### Task description
From the late-summer wine piece below, list every ingredient the author uses in the tomato preparation described in its first paragraph.

### Supplied passage
Three Late Summer Wines

I’ve recently been enjoying all the late summer sweet corn and tomatoes that are in stock in Dépanneur Williamsburg. People often think of us as their coffee and sandwich spot, not realizing we stock in season produce as well, which alas doesn’t get grabbed up like you would think it would. I slice up the tomatoes sprinkle coarse sea salt and drizzle a good olive oil from the shop on top, slice up a Balthazar baguette (also from the shop) and that’s it. I’m easy to please. 

When it comes to meal prep, I definitely lean towards the Alice Waters school of thought. Let the vegetables speak for themselves. (And Congrats to 50 years Chez Panisse!) That said, I’m not opposed to enjoying the labors of a six hour ratatouille recipe if someone else is making it.  You can freeze it and have it in the winter when you long for summer again; we can’t do that with a fresh tomato. 

I enjoy wine in the same spirit . I want to taste the soil, the grape, the wind, rain, sun. Ok starting to sound cheesy but seriously.  I want to experience the story of the wine and I don’t want the story to be the same every time.  Sure, I find a quarter pounder with cheese extremely comforting at times (usually when hungover), it always tastes the same, I know what to expect.

### Data segment
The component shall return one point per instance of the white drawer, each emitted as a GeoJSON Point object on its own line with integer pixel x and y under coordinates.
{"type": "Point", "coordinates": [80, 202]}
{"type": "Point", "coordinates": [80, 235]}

### Correct answer
- Tomatoes
- Coarse sea salt
- Olive oil
- Balthazar baguette